__Extrait choisi__
↓

CONCERT – Sacrée soirée que celle programmée pour l’ouverture du festival Musiques Vivantes, dans l’Allier. Un récital dédié à l’art lyrique…sans chanteur lyrique. Une hérésie ? Un bonheur, au contraire. Et l’occasion d’entendre un clarinettiste de talent : Florent Héau
« Héau, ça suffit !» Aurait-il donc fallu un jour que quelque maître vienne ainsi rappeler l’impertinent instrumentiste à l’ordre ? Concocter une soirée dédiée à l’opéra sans un seul chanteur, quelle drôle d’idée ! Oui mais voilà, elle est bien loin, l’impertinence, avec le clarinettiste Florent Héau. Car il est bien davantage question de talent et de virtuosité à l’évocation de celui à qui revient l’honneur, dans la charmante petite église de la commune bourbonnaise d’Ebreuil, d’ouvrir le millésime 2023 du festival Musiques Vivantes. Un rendez-vous itinérant ancré dans l’agenda local depuis pas moins de 39 ans, qui voit naviguer d’église en parcs et jardins des chanteurs et instrumentistes de tous horizons, ayant pour point commun un égal talent et une même envie de faire vivre la musique dans des cadres intimistes où le public est à portée de bras (et de souffle).

↑

__Enregistrements__
↓

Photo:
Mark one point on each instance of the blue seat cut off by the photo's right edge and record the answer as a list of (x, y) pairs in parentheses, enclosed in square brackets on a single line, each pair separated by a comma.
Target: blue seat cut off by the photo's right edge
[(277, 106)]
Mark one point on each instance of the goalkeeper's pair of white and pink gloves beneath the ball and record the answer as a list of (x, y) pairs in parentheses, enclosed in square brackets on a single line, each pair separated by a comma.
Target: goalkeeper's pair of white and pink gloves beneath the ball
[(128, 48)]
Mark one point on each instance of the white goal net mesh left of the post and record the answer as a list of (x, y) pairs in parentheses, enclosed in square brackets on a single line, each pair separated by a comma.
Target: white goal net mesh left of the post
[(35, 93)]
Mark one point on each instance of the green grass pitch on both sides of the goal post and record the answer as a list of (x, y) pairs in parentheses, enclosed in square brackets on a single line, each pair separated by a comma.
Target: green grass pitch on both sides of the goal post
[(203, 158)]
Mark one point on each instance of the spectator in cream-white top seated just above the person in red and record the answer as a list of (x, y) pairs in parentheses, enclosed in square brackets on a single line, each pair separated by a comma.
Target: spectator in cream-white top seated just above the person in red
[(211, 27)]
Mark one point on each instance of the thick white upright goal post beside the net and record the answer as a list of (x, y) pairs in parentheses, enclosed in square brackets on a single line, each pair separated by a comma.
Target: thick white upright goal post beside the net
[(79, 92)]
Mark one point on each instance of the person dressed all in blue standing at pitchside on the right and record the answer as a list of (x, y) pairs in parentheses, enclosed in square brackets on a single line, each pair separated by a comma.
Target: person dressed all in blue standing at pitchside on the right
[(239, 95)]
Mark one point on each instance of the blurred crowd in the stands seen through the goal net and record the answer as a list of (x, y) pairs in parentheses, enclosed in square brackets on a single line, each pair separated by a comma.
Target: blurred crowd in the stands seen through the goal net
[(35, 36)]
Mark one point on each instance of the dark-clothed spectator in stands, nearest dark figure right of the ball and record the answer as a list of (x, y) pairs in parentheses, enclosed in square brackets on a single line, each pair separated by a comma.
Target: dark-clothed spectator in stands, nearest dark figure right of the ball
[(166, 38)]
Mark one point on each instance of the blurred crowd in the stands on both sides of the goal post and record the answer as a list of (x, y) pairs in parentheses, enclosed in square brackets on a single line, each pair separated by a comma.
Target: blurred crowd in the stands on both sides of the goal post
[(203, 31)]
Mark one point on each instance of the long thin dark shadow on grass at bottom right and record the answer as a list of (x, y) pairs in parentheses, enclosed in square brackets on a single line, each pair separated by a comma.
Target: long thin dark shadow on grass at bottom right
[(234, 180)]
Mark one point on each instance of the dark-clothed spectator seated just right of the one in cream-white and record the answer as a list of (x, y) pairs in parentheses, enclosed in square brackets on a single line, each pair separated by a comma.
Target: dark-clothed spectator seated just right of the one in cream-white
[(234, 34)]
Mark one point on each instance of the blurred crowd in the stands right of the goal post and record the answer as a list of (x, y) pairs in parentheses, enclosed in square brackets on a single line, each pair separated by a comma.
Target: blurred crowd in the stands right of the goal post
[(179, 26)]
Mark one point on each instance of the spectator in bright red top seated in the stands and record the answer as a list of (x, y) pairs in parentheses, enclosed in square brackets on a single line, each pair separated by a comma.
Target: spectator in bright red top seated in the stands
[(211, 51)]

↑
↓

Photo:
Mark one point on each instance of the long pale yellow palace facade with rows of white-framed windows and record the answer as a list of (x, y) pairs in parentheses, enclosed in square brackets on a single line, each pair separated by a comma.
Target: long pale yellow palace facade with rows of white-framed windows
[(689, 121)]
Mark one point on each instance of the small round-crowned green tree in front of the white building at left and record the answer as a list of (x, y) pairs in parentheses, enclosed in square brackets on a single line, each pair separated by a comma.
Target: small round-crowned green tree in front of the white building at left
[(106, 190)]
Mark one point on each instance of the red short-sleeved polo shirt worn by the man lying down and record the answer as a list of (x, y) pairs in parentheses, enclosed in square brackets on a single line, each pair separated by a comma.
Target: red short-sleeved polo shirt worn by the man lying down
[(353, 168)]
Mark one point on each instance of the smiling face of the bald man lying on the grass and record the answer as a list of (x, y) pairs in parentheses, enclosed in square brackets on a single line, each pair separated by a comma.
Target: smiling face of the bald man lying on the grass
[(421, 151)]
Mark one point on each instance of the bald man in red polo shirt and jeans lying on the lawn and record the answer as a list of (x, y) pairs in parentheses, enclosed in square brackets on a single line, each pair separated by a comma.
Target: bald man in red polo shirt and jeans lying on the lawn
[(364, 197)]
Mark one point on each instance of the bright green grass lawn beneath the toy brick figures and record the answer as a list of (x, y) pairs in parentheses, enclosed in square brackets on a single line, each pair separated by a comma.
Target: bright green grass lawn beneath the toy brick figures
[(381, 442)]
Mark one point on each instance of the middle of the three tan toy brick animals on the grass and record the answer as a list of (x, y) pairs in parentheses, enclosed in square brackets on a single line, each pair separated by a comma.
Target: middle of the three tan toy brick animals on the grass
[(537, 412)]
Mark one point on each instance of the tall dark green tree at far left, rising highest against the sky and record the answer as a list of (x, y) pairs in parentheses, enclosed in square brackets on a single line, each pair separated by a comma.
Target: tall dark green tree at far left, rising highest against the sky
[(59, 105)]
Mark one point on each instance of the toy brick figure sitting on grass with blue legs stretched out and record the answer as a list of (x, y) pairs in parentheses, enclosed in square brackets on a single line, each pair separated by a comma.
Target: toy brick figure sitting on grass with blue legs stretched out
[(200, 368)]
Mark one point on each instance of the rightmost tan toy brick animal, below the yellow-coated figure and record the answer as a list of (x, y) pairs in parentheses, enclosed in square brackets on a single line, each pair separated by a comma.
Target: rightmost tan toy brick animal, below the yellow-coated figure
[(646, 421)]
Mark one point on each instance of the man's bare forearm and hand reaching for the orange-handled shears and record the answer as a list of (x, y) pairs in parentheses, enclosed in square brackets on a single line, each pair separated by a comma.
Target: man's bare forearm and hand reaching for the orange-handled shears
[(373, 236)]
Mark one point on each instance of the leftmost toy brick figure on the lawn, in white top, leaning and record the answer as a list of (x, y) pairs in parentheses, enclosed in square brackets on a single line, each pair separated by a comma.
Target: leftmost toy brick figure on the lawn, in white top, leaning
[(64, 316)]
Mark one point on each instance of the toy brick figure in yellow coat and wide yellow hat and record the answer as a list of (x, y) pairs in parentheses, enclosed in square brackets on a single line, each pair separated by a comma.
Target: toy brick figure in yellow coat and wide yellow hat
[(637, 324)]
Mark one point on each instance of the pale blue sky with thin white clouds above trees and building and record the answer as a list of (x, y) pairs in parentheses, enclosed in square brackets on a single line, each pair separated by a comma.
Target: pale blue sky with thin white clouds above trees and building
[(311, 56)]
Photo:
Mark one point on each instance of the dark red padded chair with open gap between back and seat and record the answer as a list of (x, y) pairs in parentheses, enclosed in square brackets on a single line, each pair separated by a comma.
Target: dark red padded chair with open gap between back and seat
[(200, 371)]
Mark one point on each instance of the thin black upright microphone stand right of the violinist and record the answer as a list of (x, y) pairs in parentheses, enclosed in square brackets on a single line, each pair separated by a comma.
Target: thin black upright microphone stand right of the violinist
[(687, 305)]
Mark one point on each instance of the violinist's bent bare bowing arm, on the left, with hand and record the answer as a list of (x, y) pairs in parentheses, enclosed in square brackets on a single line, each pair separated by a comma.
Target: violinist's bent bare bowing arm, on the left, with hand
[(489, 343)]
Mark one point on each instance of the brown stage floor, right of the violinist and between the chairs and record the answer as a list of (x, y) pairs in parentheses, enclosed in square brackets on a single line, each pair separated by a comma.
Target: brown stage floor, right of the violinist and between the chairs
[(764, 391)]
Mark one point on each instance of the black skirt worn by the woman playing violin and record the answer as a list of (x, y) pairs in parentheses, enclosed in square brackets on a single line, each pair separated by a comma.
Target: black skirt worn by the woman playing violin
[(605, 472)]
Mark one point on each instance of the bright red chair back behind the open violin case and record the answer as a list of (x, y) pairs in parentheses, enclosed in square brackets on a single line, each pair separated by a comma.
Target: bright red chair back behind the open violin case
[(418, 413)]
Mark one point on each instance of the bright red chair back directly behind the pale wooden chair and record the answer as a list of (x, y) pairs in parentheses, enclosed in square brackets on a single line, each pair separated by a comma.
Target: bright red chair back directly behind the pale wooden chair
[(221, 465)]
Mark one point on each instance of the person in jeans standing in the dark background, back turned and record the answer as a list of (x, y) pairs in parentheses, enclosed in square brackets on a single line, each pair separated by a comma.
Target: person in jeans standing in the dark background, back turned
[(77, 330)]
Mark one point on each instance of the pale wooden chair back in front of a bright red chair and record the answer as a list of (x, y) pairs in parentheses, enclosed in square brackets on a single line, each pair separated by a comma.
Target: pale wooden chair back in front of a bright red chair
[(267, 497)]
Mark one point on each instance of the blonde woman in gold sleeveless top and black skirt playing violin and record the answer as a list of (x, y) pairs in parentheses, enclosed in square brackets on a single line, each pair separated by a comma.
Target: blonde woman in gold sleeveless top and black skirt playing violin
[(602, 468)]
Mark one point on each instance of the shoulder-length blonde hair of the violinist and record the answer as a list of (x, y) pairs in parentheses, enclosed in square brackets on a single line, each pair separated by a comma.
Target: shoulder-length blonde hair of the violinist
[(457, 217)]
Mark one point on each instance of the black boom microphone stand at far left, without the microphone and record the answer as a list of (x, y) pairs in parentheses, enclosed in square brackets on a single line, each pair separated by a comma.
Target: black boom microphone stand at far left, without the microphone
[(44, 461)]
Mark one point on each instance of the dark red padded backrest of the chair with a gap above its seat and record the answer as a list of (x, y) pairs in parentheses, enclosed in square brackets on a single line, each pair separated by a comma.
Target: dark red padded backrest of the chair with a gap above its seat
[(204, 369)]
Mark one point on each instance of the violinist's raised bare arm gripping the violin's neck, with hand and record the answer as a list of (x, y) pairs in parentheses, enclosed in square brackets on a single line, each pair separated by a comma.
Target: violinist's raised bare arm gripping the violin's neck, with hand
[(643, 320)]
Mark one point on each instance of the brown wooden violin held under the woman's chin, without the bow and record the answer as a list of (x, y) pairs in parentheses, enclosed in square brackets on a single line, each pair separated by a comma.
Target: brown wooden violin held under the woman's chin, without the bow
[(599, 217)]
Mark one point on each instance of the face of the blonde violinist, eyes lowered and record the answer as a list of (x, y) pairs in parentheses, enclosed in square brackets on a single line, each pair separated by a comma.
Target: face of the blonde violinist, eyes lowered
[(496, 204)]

↑
↓

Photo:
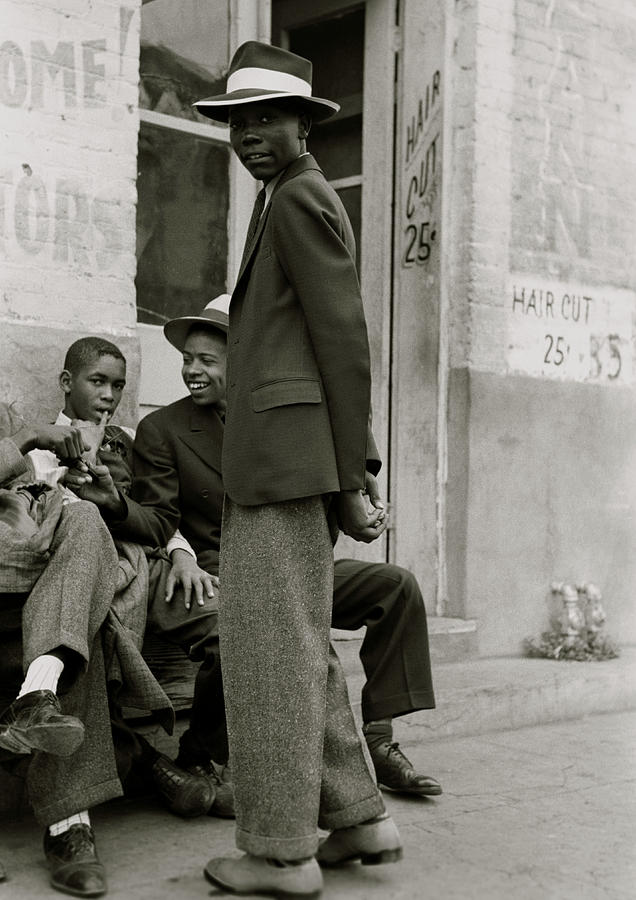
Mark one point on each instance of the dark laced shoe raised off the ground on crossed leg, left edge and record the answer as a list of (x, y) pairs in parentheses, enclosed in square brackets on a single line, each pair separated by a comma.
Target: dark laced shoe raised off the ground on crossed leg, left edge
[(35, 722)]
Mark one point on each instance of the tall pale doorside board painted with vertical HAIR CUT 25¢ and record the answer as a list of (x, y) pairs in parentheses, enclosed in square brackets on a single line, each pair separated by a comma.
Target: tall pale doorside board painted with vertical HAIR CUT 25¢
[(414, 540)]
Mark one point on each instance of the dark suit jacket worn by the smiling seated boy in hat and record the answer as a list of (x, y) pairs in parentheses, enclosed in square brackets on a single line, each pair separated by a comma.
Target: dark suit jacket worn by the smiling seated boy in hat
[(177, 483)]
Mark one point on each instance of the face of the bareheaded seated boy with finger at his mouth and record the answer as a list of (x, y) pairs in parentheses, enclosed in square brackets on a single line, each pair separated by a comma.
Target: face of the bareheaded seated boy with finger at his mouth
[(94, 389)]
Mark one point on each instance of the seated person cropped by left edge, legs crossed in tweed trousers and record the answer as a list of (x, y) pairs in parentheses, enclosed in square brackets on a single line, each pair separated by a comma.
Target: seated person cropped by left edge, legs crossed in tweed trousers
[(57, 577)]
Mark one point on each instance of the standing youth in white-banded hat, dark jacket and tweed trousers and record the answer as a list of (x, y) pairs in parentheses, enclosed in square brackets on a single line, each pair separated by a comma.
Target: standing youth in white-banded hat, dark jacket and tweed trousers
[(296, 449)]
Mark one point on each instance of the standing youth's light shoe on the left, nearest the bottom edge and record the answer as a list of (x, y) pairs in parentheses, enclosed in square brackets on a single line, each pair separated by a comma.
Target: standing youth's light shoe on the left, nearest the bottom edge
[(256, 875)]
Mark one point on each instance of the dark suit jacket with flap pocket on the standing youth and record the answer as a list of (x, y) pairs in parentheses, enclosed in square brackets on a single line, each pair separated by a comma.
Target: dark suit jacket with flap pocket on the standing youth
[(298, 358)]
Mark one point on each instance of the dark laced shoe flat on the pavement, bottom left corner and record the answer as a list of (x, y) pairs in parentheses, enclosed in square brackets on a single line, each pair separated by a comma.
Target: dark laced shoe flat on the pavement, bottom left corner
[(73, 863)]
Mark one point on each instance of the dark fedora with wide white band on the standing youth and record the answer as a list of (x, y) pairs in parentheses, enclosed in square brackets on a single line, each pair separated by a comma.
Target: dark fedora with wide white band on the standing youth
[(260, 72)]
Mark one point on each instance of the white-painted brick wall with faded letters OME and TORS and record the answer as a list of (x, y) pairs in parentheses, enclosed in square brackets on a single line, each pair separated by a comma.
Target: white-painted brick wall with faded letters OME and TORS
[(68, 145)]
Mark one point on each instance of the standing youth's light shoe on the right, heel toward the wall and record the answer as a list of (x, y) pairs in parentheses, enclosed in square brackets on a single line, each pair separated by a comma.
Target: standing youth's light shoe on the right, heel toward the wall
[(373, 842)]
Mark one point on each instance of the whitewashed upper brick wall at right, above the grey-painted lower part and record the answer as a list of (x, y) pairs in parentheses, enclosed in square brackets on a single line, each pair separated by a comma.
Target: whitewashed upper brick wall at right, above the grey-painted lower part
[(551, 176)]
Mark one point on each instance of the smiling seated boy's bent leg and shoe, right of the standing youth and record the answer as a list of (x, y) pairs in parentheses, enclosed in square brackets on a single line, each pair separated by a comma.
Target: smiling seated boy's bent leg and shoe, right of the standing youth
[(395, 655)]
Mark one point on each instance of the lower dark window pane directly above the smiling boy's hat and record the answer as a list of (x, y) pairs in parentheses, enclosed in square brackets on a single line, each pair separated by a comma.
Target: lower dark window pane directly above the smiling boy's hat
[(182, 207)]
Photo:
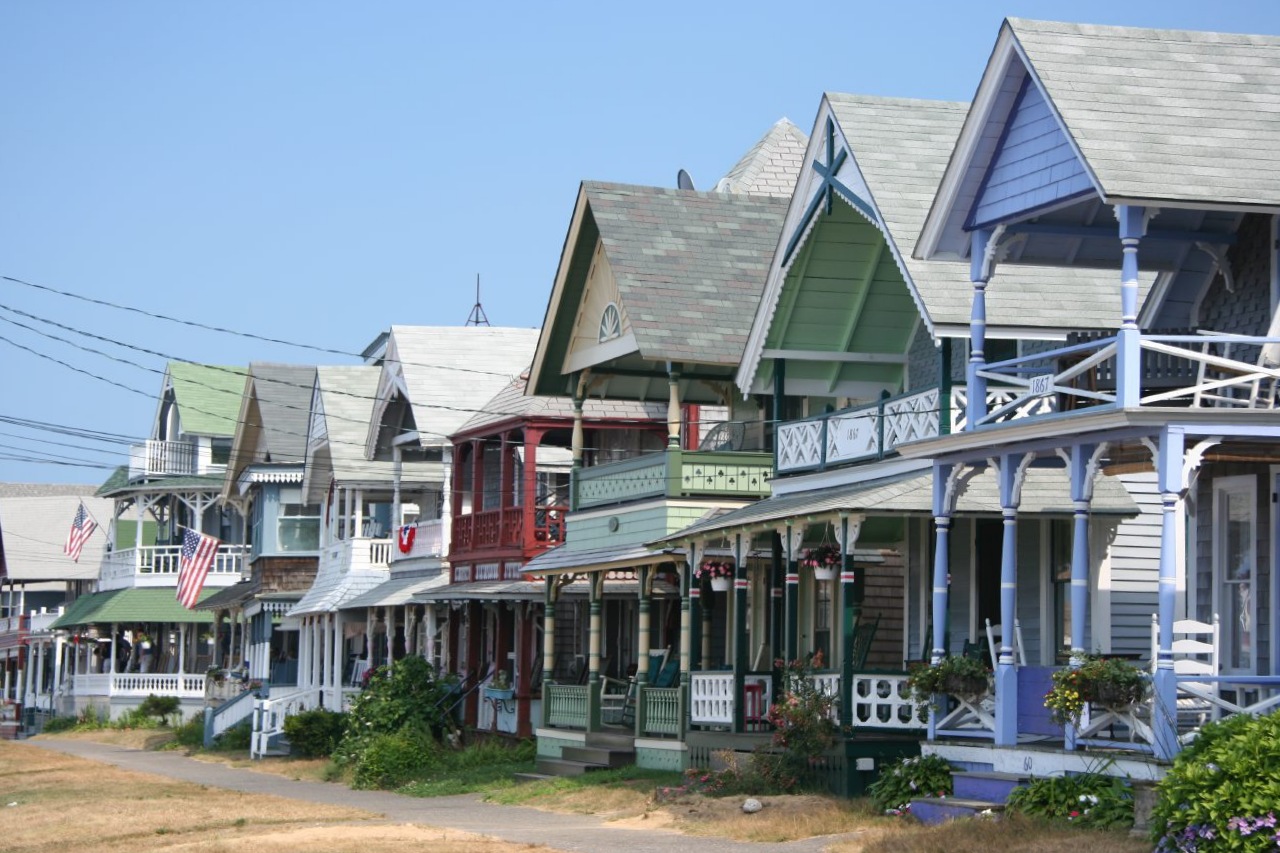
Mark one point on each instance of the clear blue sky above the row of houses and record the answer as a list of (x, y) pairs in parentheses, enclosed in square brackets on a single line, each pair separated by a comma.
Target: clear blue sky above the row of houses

↑

__Consignes de l'exercice__
a. Selon le compte rendu du concert de Florent Héau, depuis combien d'années le festival Musiques Vivantes est-il ancré dans l'agenda local ?
b. Poursuivez le compte rendu du concert de Florent Héau après sa dernière phrase.
Les enregistrements forment un matériau distinct du compte rendu.

__Réponses dans l'ordre__
a. Depuis pas moins de 39 ans.

b.
L’opéra, clair et net !
Et de souffle, en voilà un qui n’en manque donc pas. Tout comme il ne manque pas d’air pour proposer ainsi un menu lyrique baptisé « Une soirée à l’opéra » servi par l’emploi de sa seule clarinette. Osé ? Épatant, surtout. Car l’effet opère dès les premières notes, censées plonger l’auditoire dans un sacré morceau du répertoire lyrique : le Rigoletto de Verdi, ici évoqué par une fantaisie signée Luigi Bassi (connu pour avoir adapté au XIXème nombre d’œuvres lyriques à l’usage de son instrument fétiche : la clarinette, évidemment). Et c’est bien simple : soudain pris au jeu par l’effet de sonorités capiteuses et envoûtantes, l’on en vient soudain à se croire en compagnie d’un Rigoletto déchiré, d‘une Gilda éplorée et bien évidemment d’un Duc plus libertin que jamais. D’un jeu exquis et tout en maîtrise, voici que la clarinette se met à chanter, ici de manière guillerette en évoquant l’amour (« Bella figlia del amore »), là de façon plus solennelle en décrivant le désespoir (« Parmi veder le lagrime »). L’opéra de Verdi, le grand opéra, se chante-t-il seulement ? Il se joue aussi, visiblement, et avec un réel bonheur pour des oreilles gâtées qui apprécient tout autant le solo de l’acte III de la Forza del Destino du même Verdi, interprété telle une sonatine au coin d’un feu chauffé au bois, évidemment.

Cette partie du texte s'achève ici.